Work instruction:
Your task is to reproduce exactly the lines from the line with "Pick out a point on every instance of the lamp" through the end of the records below.

[[ Information given, beginning ]]

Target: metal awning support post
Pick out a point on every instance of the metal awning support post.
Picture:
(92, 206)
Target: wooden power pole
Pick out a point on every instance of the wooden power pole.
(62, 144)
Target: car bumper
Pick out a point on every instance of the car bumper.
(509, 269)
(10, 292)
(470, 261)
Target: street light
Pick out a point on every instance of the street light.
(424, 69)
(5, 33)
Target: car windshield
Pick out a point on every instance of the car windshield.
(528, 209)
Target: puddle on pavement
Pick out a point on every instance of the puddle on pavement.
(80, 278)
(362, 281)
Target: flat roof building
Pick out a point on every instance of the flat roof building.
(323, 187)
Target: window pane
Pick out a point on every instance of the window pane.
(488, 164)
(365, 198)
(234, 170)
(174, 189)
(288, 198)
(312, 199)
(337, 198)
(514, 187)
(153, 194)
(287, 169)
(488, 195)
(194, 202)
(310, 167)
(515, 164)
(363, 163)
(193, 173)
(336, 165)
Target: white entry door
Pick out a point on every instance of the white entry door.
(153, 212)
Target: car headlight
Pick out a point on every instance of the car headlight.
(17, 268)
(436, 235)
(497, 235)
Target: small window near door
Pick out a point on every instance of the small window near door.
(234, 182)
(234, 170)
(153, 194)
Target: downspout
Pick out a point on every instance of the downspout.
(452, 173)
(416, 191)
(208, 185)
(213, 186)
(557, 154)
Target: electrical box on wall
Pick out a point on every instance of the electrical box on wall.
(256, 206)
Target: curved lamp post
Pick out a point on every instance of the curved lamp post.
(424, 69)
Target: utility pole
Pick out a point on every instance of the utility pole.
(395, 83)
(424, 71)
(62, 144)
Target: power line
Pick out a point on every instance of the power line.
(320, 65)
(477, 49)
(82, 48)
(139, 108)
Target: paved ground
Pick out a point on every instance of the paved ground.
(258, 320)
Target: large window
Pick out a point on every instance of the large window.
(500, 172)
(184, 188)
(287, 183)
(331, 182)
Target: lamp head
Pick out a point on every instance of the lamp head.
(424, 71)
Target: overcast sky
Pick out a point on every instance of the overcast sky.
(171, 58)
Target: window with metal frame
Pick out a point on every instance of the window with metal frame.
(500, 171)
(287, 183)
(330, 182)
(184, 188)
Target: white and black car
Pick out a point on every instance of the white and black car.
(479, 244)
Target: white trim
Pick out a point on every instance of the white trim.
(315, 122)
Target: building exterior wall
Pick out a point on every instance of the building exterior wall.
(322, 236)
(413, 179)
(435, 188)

[[ Information given, end ]]

Answer box:
Pick out a point on every instance of the lamp head.
(424, 71)
Target: overcast sky
Pick out a point on every instance of the overcast sky.
(171, 58)
Target: window with metal frame
Pick out a point on every instance of the window with metal frame.
(500, 171)
(287, 183)
(330, 182)
(184, 188)
Target: white and black car
Pick out a point on every instance of the white and black car.
(479, 244)
Target: white trim
Pick out a point on every instance of the white trim.
(315, 122)
Target: building exterior wall
Pick out a point on every instance of the building exterior wall.
(322, 236)
(413, 179)
(435, 188)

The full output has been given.